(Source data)
↓↓↓

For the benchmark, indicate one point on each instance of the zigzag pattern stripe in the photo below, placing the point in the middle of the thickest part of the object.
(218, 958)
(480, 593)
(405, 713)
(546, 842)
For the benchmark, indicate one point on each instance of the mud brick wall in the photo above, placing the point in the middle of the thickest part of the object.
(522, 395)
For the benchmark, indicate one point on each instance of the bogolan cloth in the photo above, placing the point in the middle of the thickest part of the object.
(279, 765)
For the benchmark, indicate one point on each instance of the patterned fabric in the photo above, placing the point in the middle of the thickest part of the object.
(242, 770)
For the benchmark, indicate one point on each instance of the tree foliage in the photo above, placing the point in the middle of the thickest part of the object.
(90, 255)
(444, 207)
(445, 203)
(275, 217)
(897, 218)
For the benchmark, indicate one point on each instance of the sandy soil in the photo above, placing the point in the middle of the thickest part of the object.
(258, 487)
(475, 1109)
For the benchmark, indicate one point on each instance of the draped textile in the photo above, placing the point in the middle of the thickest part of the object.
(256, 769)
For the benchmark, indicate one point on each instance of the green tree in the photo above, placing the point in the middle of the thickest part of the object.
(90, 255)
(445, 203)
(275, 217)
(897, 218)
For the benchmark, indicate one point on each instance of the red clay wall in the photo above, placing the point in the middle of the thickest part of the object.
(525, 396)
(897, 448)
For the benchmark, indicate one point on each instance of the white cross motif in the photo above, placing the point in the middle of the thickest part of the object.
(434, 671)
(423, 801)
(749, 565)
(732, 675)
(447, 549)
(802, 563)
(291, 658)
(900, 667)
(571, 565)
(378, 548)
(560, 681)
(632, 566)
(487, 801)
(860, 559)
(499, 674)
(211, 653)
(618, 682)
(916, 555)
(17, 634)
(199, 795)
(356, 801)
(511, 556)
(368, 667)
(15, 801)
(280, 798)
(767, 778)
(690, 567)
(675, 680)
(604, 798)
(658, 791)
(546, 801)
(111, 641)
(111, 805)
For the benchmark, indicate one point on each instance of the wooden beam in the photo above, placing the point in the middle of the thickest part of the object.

↑↑↑

§ **Task to complete**: Copy out all of the data above, swapping "thickest part" for "widest part" and keeping everything else the same.

§ **Response**:
For the benchmark, indicate one point on each instance of the zigzag pattern stripe in the photo below, placing the point in the middle of the widest part of the object.
(218, 958)
(480, 593)
(405, 713)
(546, 842)
For the benchmark, indicate one point on each instance of the mud brick wall in the photo above, placing the point in the middle of the widest part of the object.
(522, 395)
For the benchmark, indicate one point on each instance of the bogolan cloth in the photo above, placing the point in the middle of the widest part of the object.
(279, 765)
For the benchmark, indicate one point on each instance of the patterned fabric in the photo above, placing the point in the middle of the widest part of the object.
(242, 770)
For the benchmark, indicate one point on each instance of the tree foliage in the photo above, placing the point in the middle of the widest part of the object.
(90, 255)
(444, 207)
(445, 203)
(275, 217)
(897, 218)
For the benchmark, indicate one point on each instance of the sandy soil in the photo above, placing the point in the middle of the widest part of the object.
(258, 487)
(475, 1109)
For the benchmark, indicate one point on each instance of the draped textile in the photo above, placing the point in the middle of the widest part of the object.
(256, 769)
For the benchmark, indicate one point on each instance of the green tree in the photo above, placing the point in the middle of the widest part of the object.
(90, 255)
(445, 203)
(275, 217)
(897, 218)
For the benchmark, indicate one point on each instance of the red clay wall in the photo above, placing the point in the middle of the widest part of the object.
(525, 396)
(897, 448)
For the benchmark, indicate one point on each instance of the white cross motif in the photo above, placing the point in the middle of the widest part of the object.
(434, 671)
(423, 801)
(749, 565)
(732, 675)
(447, 549)
(802, 563)
(291, 658)
(900, 667)
(571, 565)
(378, 548)
(560, 681)
(632, 566)
(487, 801)
(860, 559)
(499, 674)
(211, 653)
(618, 682)
(916, 555)
(17, 634)
(199, 795)
(356, 801)
(511, 556)
(368, 667)
(15, 801)
(280, 798)
(767, 778)
(690, 567)
(675, 680)
(604, 798)
(658, 791)
(546, 801)
(111, 641)
(111, 805)
For the benchmark, indicate one point on each instance of the wooden beam in the photo above, placing the point in the middle of the widest part of the object.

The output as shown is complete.